Referring expression pointing data
===
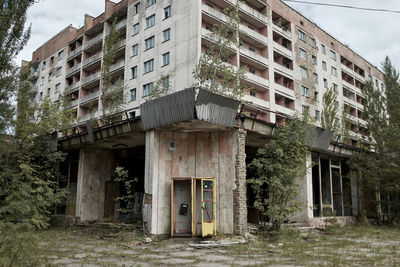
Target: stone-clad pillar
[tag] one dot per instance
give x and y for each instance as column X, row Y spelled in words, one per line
column 239, row 194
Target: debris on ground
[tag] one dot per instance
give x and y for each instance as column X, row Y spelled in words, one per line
column 216, row 244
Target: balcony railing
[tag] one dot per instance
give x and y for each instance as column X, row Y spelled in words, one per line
column 75, row 51
column 73, row 69
column 91, row 78
column 88, row 97
column 72, row 87
column 116, row 66
column 92, row 59
column 88, row 116
column 94, row 41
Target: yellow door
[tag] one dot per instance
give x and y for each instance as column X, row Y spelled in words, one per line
column 208, row 207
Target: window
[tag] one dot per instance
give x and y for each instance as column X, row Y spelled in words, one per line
column 313, row 42
column 323, row 49
column 150, row 2
column 135, row 50
column 304, row 91
column 166, row 35
column 305, row 110
column 59, row 71
column 165, row 83
column 324, row 65
column 303, row 72
column 316, row 96
column 149, row 66
column 314, row 59
column 302, row 36
column 149, row 43
column 317, row 115
column 147, row 89
column 135, row 29
column 303, row 53
column 165, row 59
column 167, row 12
column 315, row 76
column 334, row 71
column 133, row 94
column 136, row 8
column 134, row 72
column 333, row 55
column 150, row 21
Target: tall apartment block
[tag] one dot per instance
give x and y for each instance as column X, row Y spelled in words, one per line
column 290, row 64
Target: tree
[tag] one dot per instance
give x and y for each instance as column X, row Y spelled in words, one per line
column 213, row 72
column 379, row 167
column 13, row 38
column 28, row 174
column 278, row 167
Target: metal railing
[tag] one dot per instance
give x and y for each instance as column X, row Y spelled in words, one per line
column 91, row 78
column 94, row 41
column 92, row 59
column 73, row 69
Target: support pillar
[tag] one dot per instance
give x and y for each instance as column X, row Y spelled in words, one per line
column 239, row 194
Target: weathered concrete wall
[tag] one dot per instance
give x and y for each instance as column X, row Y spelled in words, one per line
column 239, row 194
column 95, row 168
column 196, row 155
column 305, row 195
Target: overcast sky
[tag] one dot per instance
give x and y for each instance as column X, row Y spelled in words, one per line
column 371, row 34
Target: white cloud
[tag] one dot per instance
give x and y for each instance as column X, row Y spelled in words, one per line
column 373, row 35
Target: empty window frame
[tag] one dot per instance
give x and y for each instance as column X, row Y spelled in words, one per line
column 150, row 21
column 165, row 59
column 166, row 35
column 149, row 43
column 148, row 66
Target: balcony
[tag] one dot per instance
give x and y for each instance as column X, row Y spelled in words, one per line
column 260, row 61
column 257, row 80
column 73, row 103
column 75, row 52
column 94, row 41
column 88, row 116
column 93, row 59
column 282, row 30
column 117, row 66
column 73, row 87
column 73, row 70
column 89, row 97
column 91, row 78
column 284, row 90
column 257, row 101
column 255, row 36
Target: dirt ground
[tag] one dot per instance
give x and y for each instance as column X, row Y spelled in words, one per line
column 99, row 246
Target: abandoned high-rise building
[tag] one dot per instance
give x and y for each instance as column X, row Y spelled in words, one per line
column 290, row 61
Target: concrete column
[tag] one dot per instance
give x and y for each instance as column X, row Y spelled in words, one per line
column 305, row 196
column 239, row 194
column 95, row 168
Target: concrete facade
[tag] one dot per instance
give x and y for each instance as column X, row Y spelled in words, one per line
column 290, row 64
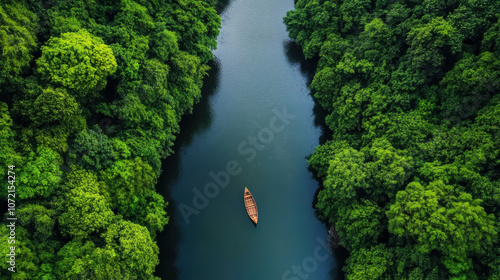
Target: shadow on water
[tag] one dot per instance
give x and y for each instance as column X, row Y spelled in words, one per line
column 295, row 55
column 199, row 121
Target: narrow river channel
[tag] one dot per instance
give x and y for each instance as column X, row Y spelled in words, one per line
column 254, row 128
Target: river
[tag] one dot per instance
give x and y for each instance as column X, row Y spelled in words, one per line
column 254, row 127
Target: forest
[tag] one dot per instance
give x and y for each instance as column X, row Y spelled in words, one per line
===
All of the entries must be reproduced exactly, with no pictures kept.

**EXERCISE SOLUTION:**
Target: stone-clad pillar
[tag] one dot per instance
give x and y for each instance as column X, row Y spelled in words, one per line
column 239, row 194
Target: debris on ground
[tag] one dot per instance
give x and y for each instance as column X, row Y spelled in words, one per line
column 216, row 244
Target: balcony railing
[tag] one dot per instance
give x and y for each instance as column X, row Y spelled in words, one per line
column 75, row 51
column 73, row 69
column 91, row 78
column 88, row 97
column 72, row 87
column 116, row 66
column 92, row 59
column 88, row 116
column 94, row 41
Target: yellow door
[tag] one dot per instance
give x and y for each instance as column X, row Y spelled in words, one per line
column 208, row 207
Target: window
[tag] one dot per instance
give x and y for each instance as column X, row Y spelled in words, one per line
column 313, row 42
column 323, row 49
column 150, row 2
column 135, row 50
column 304, row 91
column 166, row 35
column 305, row 110
column 59, row 71
column 165, row 83
column 324, row 65
column 303, row 72
column 316, row 96
column 149, row 66
column 314, row 59
column 302, row 36
column 149, row 43
column 317, row 115
column 147, row 89
column 135, row 29
column 303, row 53
column 165, row 59
column 167, row 12
column 315, row 76
column 334, row 71
column 133, row 94
column 136, row 8
column 134, row 72
column 333, row 55
column 150, row 21
Target: tall apartment block
[tag] one dot per instance
give x and y for each instance as column X, row Y spelled in words, one per line
column 290, row 64
Target: tree
[tag] one dot per instance
give x and y for each instance as column X, row Y spelled in words, one per line
column 213, row 72
column 379, row 167
column 13, row 38
column 28, row 174
column 278, row 167
Target: metal railing
[tag] one dot per instance
give x and y for each instance as column X, row Y spelled in words, one per line
column 91, row 78
column 94, row 41
column 92, row 59
column 73, row 69
Target: support pillar
[tag] one dot per instance
give x and y for each instance as column X, row Y spelled in words, one per line
column 239, row 194
Target: weathered concrete wall
[tag] one dot per instance
give x and y for each instance as column X, row Y spelled in words, one per line
column 239, row 194
column 95, row 168
column 196, row 155
column 305, row 195
Target: overcast sky
[tag] one dot per instance
give x and y for each instance as column X, row Y spelled in words, one per line
column 371, row 34
Target: white cloud
[tag] one dot per instance
give x and y for each instance as column X, row Y spelled in words, one per line
column 373, row 35
Target: empty window frame
[tag] one dot per instance
give x and y for each instance as column X, row Y spelled in words, one per line
column 150, row 21
column 165, row 59
column 166, row 35
column 149, row 43
column 148, row 66
Target: balcony
[tag] one dot per instance
give x and y for each instance as column X, row Y spelled in words, one per line
column 260, row 61
column 257, row 80
column 73, row 103
column 75, row 52
column 94, row 41
column 88, row 116
column 93, row 59
column 282, row 30
column 117, row 66
column 73, row 87
column 73, row 70
column 89, row 97
column 91, row 78
column 284, row 90
column 257, row 101
column 255, row 36
Target: dirt ground
[tag] one dot per instance
give x and y for each instance as column X, row Y spelled in words, one per line
column 99, row 246
Target: abandoned high-rise building
[tag] one dot per instance
give x and y for each instance as column X, row Y spelled in words, one per line
column 290, row 61
Target: concrete column
[tag] one dot per instance
give x and y for each instance as column X, row Y spelled in words, one per line
column 305, row 196
column 239, row 194
column 95, row 168
Target: concrete facade
[tag] one dot per instance
give x and y for each instance as column X, row Y spelled in words, one per line
column 290, row 64
Target: shadow on water
[tag] one dot per instance
give x and y for each instance as column X, row Y spelled in words, one per line
column 295, row 55
column 199, row 121
Target: narrow river channel
[tag] one dot per instance
give x and y for each instance as column X, row Y spelled in words, one per line
column 254, row 128
Target: river
[tag] one dot per instance
give x and y for each instance as column X, row Y spelled in words, one per line
column 254, row 127
Target: forest
[tag] one dot per instance
give x and y for each instance as column X, row Y spelled in words, one per line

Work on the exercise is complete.